Task item: Return all the lines below in which the string "block" appears.

Available data:
▬▬▬

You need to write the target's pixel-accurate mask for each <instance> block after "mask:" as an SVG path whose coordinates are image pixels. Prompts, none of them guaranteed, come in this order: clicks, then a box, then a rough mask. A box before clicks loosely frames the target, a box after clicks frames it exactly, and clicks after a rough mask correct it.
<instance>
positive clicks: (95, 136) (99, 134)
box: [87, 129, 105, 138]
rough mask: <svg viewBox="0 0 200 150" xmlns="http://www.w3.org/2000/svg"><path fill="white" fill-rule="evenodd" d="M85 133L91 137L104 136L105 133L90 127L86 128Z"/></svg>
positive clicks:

▬▬▬

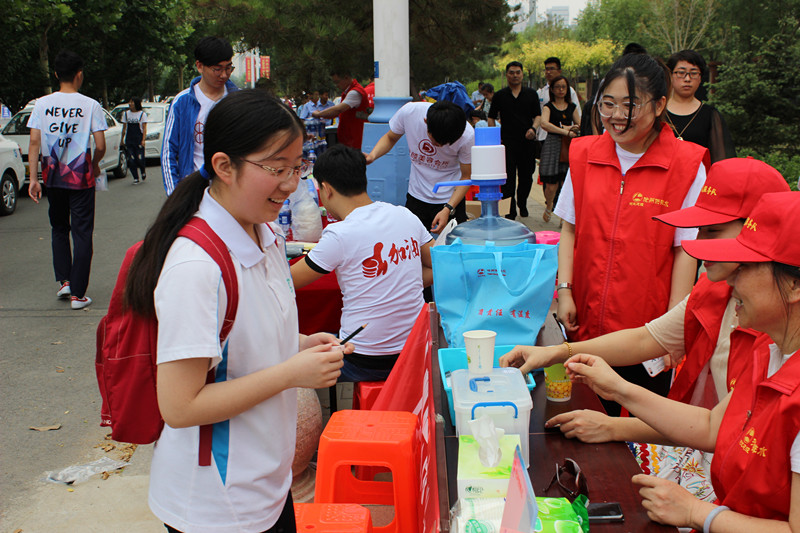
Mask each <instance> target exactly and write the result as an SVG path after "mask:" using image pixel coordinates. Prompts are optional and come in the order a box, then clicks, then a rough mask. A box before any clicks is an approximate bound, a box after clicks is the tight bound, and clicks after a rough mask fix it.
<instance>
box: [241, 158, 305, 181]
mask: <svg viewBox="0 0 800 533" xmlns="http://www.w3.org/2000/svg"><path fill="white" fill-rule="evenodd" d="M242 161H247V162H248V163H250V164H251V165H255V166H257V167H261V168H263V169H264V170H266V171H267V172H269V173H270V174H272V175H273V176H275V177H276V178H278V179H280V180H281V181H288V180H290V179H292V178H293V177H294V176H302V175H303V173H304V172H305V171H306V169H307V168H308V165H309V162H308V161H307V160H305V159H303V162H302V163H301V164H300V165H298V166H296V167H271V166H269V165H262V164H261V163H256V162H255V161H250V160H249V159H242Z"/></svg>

▬▬▬

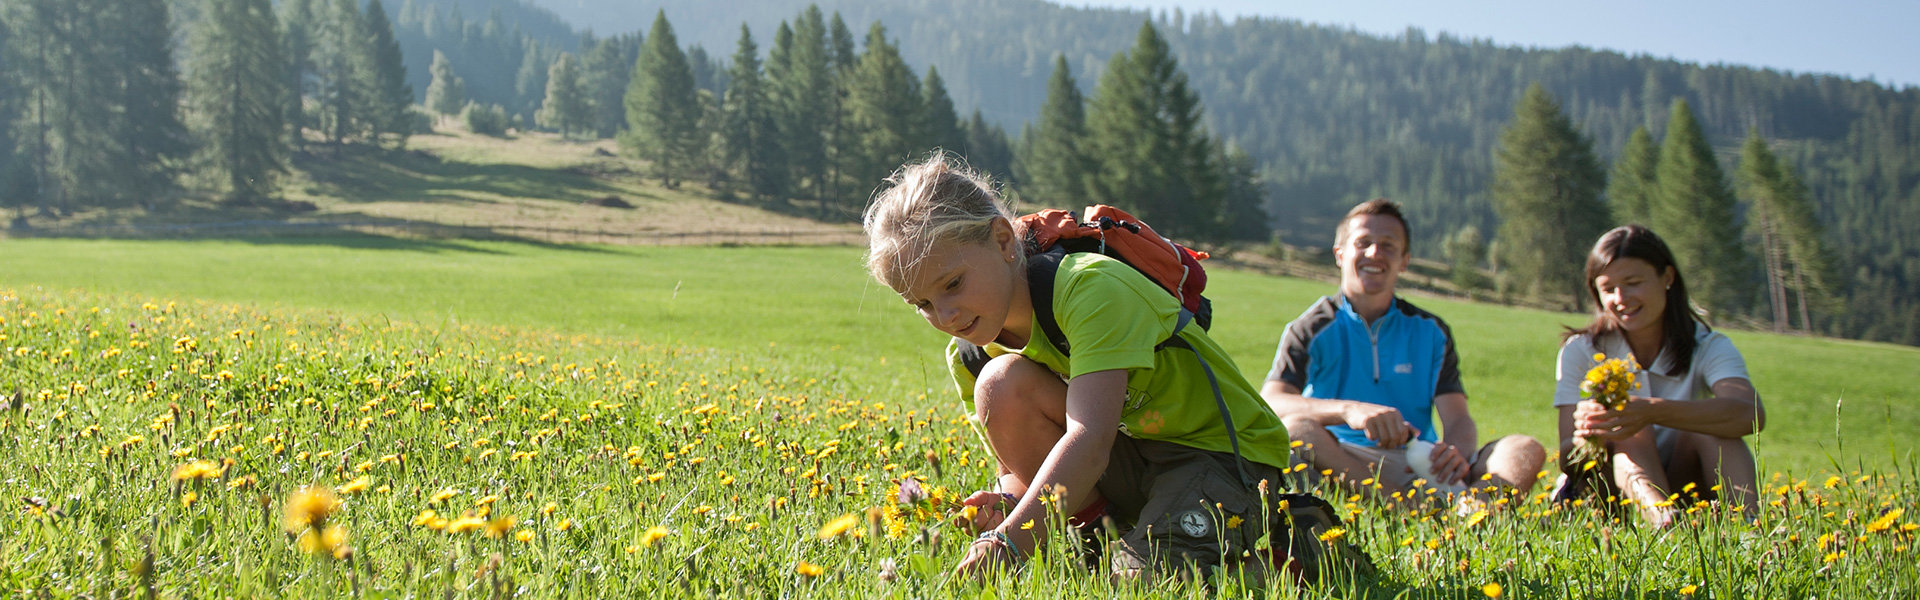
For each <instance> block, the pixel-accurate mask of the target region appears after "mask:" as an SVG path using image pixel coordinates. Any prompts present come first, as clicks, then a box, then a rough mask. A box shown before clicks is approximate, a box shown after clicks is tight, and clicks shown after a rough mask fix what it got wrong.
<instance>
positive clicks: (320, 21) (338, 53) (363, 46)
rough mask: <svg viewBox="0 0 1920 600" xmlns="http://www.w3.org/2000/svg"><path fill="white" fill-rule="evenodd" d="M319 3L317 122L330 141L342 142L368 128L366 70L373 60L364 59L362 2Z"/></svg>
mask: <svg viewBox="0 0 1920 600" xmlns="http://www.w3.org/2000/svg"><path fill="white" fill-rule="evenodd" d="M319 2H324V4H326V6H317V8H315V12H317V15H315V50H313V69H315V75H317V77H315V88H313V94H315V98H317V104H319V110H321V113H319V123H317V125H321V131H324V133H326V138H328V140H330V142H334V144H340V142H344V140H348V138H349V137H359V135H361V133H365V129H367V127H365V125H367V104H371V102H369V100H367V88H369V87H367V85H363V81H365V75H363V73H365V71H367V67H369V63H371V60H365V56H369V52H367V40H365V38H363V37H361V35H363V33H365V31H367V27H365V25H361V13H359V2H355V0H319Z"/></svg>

▬▬▬

Task response:
You need to write the target's pixel-accurate mask for each <instance> block after "mask:" as an SVG path whose coordinates are image pixels. Prompts, none of them guaranteed, come in this order: clicks, then a box, then a rough mask. A box before clicks loosely frames the target, a box after clicks frames it exactly, and clicks after a rough mask correct it.
For each <instance> block, the pixel-accurate mask of the target region appears after "mask:" as an SVG path using image pixel coordinates. Any prompts present come first, as clicks, then a box, then a rough mask. A box shown before clicks is approximate, a box shown after clicks is tight, and clicks shown after a rough mask fix what it got wrong.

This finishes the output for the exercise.